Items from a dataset
-- begin --

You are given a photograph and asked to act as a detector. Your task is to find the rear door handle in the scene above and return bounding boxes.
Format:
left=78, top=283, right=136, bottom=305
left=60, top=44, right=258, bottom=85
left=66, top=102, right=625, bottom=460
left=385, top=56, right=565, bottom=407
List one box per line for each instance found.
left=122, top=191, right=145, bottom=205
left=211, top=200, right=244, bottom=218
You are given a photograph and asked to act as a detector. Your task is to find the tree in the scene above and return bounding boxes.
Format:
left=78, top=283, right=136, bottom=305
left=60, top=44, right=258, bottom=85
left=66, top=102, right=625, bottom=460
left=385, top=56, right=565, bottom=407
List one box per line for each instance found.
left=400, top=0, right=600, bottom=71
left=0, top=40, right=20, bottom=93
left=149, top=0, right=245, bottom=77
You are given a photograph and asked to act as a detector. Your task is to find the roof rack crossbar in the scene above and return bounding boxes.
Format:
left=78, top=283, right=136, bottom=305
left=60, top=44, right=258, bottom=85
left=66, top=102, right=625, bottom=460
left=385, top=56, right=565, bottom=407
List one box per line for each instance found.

-- end --

= PROBLEM TO SOLVE =
Rewrite everything from the start of the records down to the line containing "left=149, top=0, right=245, bottom=77", changing "detector" to "object locator" and keeping every other part the same.

= SOLUTION =
You are given a photograph and asked to act as a object locator. Your task is to find the rear door handle in the scene above and return bounding boxes.
Format:
left=78, top=283, right=136, bottom=305
left=60, top=44, right=258, bottom=85
left=66, top=102, right=625, bottom=460
left=385, top=56, right=565, bottom=407
List one box per line for each instance found.
left=122, top=191, right=145, bottom=205
left=211, top=200, right=244, bottom=218
You are given a photograph and asked to act as a object locator. Your task is to find the tree in the scene above and return bounding boxes.
Format:
left=78, top=283, right=136, bottom=305
left=60, top=44, right=258, bottom=85
left=66, top=102, right=625, bottom=460
left=385, top=56, right=565, bottom=407
List one box per line for each instance found.
left=400, top=0, right=600, bottom=71
left=0, top=40, right=20, bottom=93
left=149, top=0, right=245, bottom=77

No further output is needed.